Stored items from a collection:
┄┄┄┄┄┄
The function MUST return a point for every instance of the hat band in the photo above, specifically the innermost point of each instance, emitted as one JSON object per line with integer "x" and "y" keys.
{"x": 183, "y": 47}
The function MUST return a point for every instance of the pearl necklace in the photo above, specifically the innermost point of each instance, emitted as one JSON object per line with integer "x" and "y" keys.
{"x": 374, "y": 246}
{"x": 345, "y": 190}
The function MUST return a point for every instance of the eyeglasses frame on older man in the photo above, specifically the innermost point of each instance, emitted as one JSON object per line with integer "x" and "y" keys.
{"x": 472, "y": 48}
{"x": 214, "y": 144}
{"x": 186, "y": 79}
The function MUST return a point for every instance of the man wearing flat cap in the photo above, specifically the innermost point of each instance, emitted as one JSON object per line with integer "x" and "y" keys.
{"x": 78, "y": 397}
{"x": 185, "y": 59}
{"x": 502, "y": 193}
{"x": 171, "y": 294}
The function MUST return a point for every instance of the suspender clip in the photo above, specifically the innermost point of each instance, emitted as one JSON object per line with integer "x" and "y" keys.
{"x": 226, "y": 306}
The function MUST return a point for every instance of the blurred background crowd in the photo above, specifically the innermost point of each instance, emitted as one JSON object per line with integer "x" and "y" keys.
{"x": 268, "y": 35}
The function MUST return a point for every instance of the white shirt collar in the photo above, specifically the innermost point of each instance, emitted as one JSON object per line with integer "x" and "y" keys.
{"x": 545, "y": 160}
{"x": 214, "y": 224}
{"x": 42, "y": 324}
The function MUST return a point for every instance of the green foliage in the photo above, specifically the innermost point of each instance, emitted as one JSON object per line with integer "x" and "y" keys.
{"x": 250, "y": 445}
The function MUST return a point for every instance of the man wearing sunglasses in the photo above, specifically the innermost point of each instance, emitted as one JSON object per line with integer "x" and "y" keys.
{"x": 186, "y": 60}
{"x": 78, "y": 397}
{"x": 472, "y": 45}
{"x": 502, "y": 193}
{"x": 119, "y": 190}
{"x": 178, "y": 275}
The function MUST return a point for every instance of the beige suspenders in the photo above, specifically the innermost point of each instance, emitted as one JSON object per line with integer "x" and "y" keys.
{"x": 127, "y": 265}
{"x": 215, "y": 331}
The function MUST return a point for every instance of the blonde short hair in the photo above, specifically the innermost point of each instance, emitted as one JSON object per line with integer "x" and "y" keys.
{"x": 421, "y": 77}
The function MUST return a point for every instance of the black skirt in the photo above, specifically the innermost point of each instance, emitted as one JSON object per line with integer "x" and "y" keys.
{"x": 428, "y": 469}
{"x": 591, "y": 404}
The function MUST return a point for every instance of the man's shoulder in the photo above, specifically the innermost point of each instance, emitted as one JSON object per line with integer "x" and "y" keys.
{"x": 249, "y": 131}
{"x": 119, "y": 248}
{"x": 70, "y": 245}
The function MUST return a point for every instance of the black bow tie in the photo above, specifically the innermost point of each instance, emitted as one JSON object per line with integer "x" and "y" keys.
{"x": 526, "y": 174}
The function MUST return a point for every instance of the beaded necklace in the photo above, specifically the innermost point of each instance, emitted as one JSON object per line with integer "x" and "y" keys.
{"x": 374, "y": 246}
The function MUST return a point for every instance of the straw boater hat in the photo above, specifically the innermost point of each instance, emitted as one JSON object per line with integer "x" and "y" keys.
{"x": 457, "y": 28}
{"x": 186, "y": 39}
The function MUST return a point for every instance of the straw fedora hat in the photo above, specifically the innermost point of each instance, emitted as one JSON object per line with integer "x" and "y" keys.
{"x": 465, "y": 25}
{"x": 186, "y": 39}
┄┄┄┄┄┄
## PROBLEM
Copy every record above word for word, with nothing added or left out.

## WORKED ANSWER
The function MUST return a point for every instance of the hat band in the photo above, specifically the innermost point of each instance, emitted as one JSON object per line with integer "x" and "y" keys.
{"x": 183, "y": 47}
The function MUST return a point for every instance of the pearl necklace in the photo above, specifically the innermost point of each instance, emitted as one JSON object per line with integer "x" and "y" keys.
{"x": 374, "y": 246}
{"x": 345, "y": 190}
The function MUST return a point for every instance of the eyeglasses frame on older man in the photo above, specifically the innermost point of each instance, emitted as one JSON object per line with integer "x" and "y" keys.
{"x": 472, "y": 48}
{"x": 214, "y": 144}
{"x": 186, "y": 79}
The function MUST return a point for every instance of the man wearing flat cap in the photo above, specifically the innermost point of each instance, emitted as one JSON object per line with integer "x" and "y" keys.
{"x": 78, "y": 397}
{"x": 185, "y": 59}
{"x": 502, "y": 193}
{"x": 171, "y": 294}
The function MUST return a point for every instance of the suspender clip in the photo above, specifically the innermost point of each instance, emitted as one JSON object per line with integer "x" and "y" keys.
{"x": 226, "y": 306}
The function MUST return a point for every instance of the blurred background crowd in the photo above, specifically the innermost point of each instance, emitted as one JSON object per line with integer "x" and "y" keys.
{"x": 268, "y": 35}
The function MUST return a point for every instance of the white shirt collar in the photo above, specifically the innermost point of each instance, emitted as one JSON object per line with integer "x" and "y" keys.
{"x": 545, "y": 160}
{"x": 214, "y": 224}
{"x": 42, "y": 324}
The function MUST return a point for every instance of the green foliage in the photo above, specifically the innermost point of each instance, emitted as one JSON object per line with integer "x" and "y" keys.
{"x": 250, "y": 445}
The function MUST return a point for every instance of the man wearing sunglasses in the photo above, specifically the innermost point of each instance, emitted as one JSON object per line with integer "x" and "y" keys.
{"x": 186, "y": 60}
{"x": 78, "y": 397}
{"x": 472, "y": 45}
{"x": 502, "y": 193}
{"x": 119, "y": 190}
{"x": 178, "y": 275}
The function MUST return a point for every instance of the beige suspenders in the photo above, specifically the innermost point of each instance, emitted as one JSON object per line with integer "x" and "y" keys.
{"x": 127, "y": 265}
{"x": 215, "y": 331}
The function MUST return a point for every instance of the blonde short hair in the photo above, specifically the innermost point of each instance, emitted as one JSON object per line with integer "x" and "y" keys.
{"x": 421, "y": 77}
The function MUST return a point for every instance of the black skirt in the photo above, specifically the innermost point of each instance, emitted as one JSON object per line with integer "x" and "y" keys.
{"x": 428, "y": 469}
{"x": 591, "y": 404}
The function MUST return a point for every instance of the man's shoulder in the photo above, specifically the innermost point of each instance, emitted as one JSON object per line with integer "x" and "y" keys.
{"x": 249, "y": 131}
{"x": 119, "y": 248}
{"x": 70, "y": 245}
The function MUST return a point for every instance of the black bow tie in the photo above, specifically the innermost point of each instance, emitted as one JSON object per line with integer "x" and "y" keys.
{"x": 526, "y": 174}
The function MUST return a point for every instance of the beaded necklace in the photo above, specifically the innermost point of each instance, emitted as one JSON object per line with integer "x" and "y" keys.
{"x": 374, "y": 246}
The function MUST return a point for every instance of the straw boater hat in the photo above, specifically the innermost point of each instance, emitted as one JSON object per line with integer "x" and "y" keys.
{"x": 457, "y": 28}
{"x": 186, "y": 39}
The function MUST return a point for every instance of the straw fedora hat in the photo above, specifically the innermost point of each instance, emitted as one JSON object per line with integer "x" and "y" keys.
{"x": 465, "y": 25}
{"x": 186, "y": 39}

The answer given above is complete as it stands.